No Brasil, o levantamento mais recente do Ministério da Saúde é de 2017 a taxa de mães nessa faixa etária corresponde a 16,4% dos 2.900.000 de nascidos vivos no ano passado.
Duas da manhã. Até o ano passado, essa era a hora que Aline (nome fictício), 16 anos, costumava voltar para casa após uma noite de festa com os amigos no fim de semana. Em Julho, no entanto, essa realidade mudou.
Agora, por volta do mesmo horário, ela continua em claro, mas na tentativa de descobrir o motivo do choro da filha de 6 meses. O cotidiano da jovem ganhou novo ritmo. Um bebê de verdade tomou o lugar das bonecas da infância recém-deixada e as noites de diversão em diferentes partes da cidade se transformaram em madrugadas despertas no quarto com a neném.
Aline e o atual namorado, pai da criança, têm a mesma idade. Durante as relações sexuais, os dois recorriam ao preservativo. Entretanto, em uma ocasião, a camisinha estava com um furo e o casal não percebeu. O incidente resultou em uma gestação.
“Quando engravidei, tínhamos um ano e meio de relacionamento. Não usávamos nenhum outro método. Meus pais conversavam comigo e sempre tivemos uma relação aberta para falar sobre o assunto. Acabei engravidando por um descuido”
Diz.
Para se dedicar aos cuidados com a filha, a adolescente interrompeu os estudos. O companheiro, no entanto, continua na escola. Fora as dificuldades da maternidade, Aline precisou encarar o preconceito dos amigos.
“Muitas pessoas não ficaram do meu lado, viraram as costas. Foi um choque. Fiquei muito triste, pois não imaginava isso, mas tudo é um aprendizado.”
Com a ajuda da própria família e dos parentes do namorado, Aline conseguiu arcar com as despesas da criança e, agora, vê a rotina de outro modo.
“Praticamente tudo ficou diferente, mas o que mais mudou foi o cotidiano e a responsabilidade. Comecei a enxergar o mundo com outros olhos”
Avalia.

— TAREFA 1 —
Responda às perguntas abaixo com base no texto sobre gravidez na adolescência.
(a) Quantos anos Aline tem?
(b) Que problema a camisinha apresentava na ocasião em que o casal não percebeu?
(c) Quem ajudou Aline a arcar com as despesas da criança?
— TAREFA 2 —
Dê continuidade ao texto sobre gravidez na adolescência a partir do ponto em que ele termina.

— TRECHOS DOS DADOS —
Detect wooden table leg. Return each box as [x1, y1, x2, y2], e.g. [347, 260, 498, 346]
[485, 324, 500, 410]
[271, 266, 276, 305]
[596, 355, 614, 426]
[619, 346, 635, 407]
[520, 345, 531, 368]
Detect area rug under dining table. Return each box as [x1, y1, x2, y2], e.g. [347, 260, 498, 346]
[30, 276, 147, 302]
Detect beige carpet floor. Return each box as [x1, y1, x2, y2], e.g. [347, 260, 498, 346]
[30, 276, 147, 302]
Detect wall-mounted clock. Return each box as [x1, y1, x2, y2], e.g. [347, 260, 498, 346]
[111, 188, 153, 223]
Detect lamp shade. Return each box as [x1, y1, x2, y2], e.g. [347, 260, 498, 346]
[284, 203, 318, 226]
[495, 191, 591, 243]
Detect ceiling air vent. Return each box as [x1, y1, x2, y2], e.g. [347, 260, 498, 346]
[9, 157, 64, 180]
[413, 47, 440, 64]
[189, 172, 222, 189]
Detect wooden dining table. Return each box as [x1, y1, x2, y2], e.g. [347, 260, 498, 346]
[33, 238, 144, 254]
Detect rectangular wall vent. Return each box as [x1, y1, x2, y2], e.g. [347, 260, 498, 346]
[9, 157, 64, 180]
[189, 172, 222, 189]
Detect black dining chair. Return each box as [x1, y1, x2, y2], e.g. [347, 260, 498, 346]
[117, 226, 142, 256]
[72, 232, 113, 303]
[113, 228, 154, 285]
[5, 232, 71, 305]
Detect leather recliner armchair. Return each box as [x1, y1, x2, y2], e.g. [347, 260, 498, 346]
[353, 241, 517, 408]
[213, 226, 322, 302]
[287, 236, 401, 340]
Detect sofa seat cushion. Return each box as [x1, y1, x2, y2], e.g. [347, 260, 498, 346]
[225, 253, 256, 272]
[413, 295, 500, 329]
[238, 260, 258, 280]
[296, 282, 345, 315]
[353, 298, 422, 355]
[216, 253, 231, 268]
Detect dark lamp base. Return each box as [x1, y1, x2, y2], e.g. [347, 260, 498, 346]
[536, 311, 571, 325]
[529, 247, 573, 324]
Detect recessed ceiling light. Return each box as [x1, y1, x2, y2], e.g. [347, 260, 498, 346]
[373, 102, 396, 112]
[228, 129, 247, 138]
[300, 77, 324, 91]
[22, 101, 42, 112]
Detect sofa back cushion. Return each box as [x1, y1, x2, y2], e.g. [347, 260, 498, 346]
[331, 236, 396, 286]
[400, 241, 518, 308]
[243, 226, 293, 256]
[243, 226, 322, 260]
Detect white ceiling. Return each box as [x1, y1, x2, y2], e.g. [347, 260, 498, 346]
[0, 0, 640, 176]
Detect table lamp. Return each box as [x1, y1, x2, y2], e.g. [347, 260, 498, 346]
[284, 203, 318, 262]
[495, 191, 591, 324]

— RESPOSTA DO EXERCÍCIO 1 —
(a) Aline tem 16 anos.
(b) A camisinha estava com um furo.
(c) A própria família de Aline e os parentes do namorado a ajudaram.

— RESPOSTA DO EXERCÍCIO 2 —
A história de Aline é semelhante à de outras adolescentes que tiveram filhos em 2018 no Distrito Federal. De acordo com dados da Secretaria de Saúde, das 35.647 crianças nascidas de Janeiro a Novembro, 4.200 (11,78%) são filhas de mães de 10 a 19 anos, ou seja, a cada dia, o DF registrou o nascimento de 12 bebês de crianças e adolescentes.
No Brasil, o levantamento mais recente do Ministério da Saúde é de 2017, a taxa de mães nessa faixa etária corresponde a 16,4% dos 2.900.000 de nascidos vivos no ano passado.
Para Denise Campos, especialista em saúde de adolescentes (hebiatria), a importância da comunicação com os mais jovens é crucial. A médica afirma que os pais devem se colocar à disposição dos filhos para tratar de temas como a sexualidade.
“Na internet, há informações corretas, mas muitas erradas também. Eles (adolescentes) podem achar que o que encontram lá é natural ou comum, e não é”
Destaca.
Orientação
A hebiatra ressalta que a puberdade é um momento em que os jovens lidam com problemas de autoestima devido às mudanças corporais.
“Temos de estar próximos para tirar dúvidas e oferecer afeto e diálogo.”
Aos adolescentes, ela lembra que todos os métodos contraceptivos estão indicados e que as consultas nas Unidades Básicas de Saúde - UBS não precisam ser acompanhadas.
“Eles podem ir sozinhos. Estão respaldados pela lei. Às vezes, há um medo de não ser atendido, mas, mesmo sem estar com um responsável, eles devem ser atendidos”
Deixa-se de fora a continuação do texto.